DATA FOR THIS EXERCISE:
%%

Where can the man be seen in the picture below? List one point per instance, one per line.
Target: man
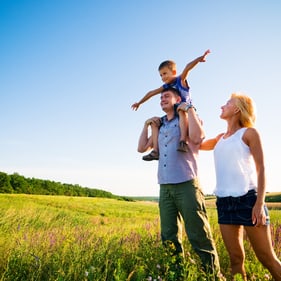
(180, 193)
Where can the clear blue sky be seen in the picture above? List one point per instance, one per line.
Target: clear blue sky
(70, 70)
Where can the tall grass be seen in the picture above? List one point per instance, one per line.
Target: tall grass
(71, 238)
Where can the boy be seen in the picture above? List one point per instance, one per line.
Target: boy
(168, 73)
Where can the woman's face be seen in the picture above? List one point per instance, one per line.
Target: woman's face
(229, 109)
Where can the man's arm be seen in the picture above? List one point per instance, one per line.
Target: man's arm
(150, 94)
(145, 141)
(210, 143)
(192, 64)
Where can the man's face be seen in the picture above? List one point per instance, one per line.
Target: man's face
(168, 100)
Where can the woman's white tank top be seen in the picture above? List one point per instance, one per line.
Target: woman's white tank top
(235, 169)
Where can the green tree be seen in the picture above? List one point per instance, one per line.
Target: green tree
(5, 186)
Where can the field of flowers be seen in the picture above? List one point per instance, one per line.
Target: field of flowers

%%
%%

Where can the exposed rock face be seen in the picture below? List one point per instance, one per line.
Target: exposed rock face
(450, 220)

%%
%%

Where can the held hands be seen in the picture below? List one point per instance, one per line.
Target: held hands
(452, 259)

%%

TASK GOAL:
Where a line of the records has the string "flowers", return that line.

ANSWER TO THIS PROBLEM:
Where can the field of flowers be seen in the picture above? List one point per instance, one per line.
Target: field of flowers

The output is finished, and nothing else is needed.